### TASKS TO COMPLETE
• a. Rewrite the part of the passage on the insect farm that begins at the words with "French startup Ÿnsect" and stops after "in the U.S.", replacing "Amiens" with "Lille".
• b. For each statement below, say yes or no depending on whether it agrees with the passage on Ÿnsect, and quote the deciding words: (i) Ÿnsect has raised $425 million in total. (ii) The new facility began operations in 2020. (iii) Ÿnsect's process is designed to generate zero waste.

PASSAGE SHOWN Start Marker

French startup Ÿnsect is so confident that insects can revolutionize the global food chain that they are building the world’s largest bug farm in France. The company just added an additional $224 million in funding that for the first time attracted U.S. backers, including Los Angeles-based Upfront Ventures and the Robert Downey Jr. financed FootPrint Coalition. Ÿnsect has now raised a total of $425 million that it will use to complete its new facility in Amiens, France, which will be the largest insect farm in the world when it begins operations in 2022. The company aims to produce 100,000 tons of insect products a year, some of which they hope will find its way into animal feed and fertilizers here in the U.S.
Insect farming has long been touted as a solution to feeding a more populous world through sustainable methods. Edible insects for animal feed products can have a market similar to fishmeal and soymeal, which are used as the main ingredients in feed formulas for livestock feed and aquafeed. Ÿnsect’s whole process is designed to generate zero waste, meaning everything which is produced is sold, something that is strongly resonating with investors right now.

PASSAGE SHOWN End Marker
EXTRACTED RECORDS Start Marker

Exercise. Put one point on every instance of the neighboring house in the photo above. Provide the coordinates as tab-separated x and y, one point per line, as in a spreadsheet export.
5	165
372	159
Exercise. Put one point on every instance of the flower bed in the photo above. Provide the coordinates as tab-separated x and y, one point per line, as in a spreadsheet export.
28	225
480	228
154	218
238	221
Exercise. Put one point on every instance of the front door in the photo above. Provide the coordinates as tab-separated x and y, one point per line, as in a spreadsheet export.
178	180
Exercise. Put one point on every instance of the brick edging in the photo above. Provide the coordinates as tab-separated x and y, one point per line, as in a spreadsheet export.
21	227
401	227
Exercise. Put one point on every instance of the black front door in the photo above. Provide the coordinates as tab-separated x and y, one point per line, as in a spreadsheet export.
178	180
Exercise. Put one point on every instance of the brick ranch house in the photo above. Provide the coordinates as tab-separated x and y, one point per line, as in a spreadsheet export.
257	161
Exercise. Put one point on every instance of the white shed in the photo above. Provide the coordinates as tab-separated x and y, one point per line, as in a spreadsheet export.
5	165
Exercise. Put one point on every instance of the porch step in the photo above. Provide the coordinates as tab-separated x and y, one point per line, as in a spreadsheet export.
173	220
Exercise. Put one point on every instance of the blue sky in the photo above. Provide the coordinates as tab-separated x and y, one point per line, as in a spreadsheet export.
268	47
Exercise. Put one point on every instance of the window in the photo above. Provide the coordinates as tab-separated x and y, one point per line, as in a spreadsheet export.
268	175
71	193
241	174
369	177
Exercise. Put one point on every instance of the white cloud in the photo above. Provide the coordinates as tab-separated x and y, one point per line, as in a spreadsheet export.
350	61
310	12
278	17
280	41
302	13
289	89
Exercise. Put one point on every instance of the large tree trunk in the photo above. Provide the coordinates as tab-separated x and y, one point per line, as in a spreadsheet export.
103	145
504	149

EXTRACTED RECORDS End Marker

### RESULTS FOR THE EXERCISE
• a.
French startup Ÿnsect is so confident that insects can revolutionize the global food chain that they are building the world’s largest bug farm in France. The company just added an additional $224 million in funding that for the first time attracted U.S. backers, including Los Angeles-based Upfront Ventures and the Robert Downey Jr. financed FootPrint Coalition. Ÿnsect has now raised a total of $425 million that it will use to complete its new facility in Lille, France, which will be the largest insect farm in the world when it begins operations in 2022. The company aims to produce 100,000 tons of insect products a year, some of which they hope will find its way into animal feed and fertilizers here in the U.S.

• b.
(i) Yes: "Ÿnsect has now raised a total of $425 million"
(ii) No: "when it begins operations in 2022"
(iii) Yes: "Ÿnsect’s whole process is designed to generate zero waste"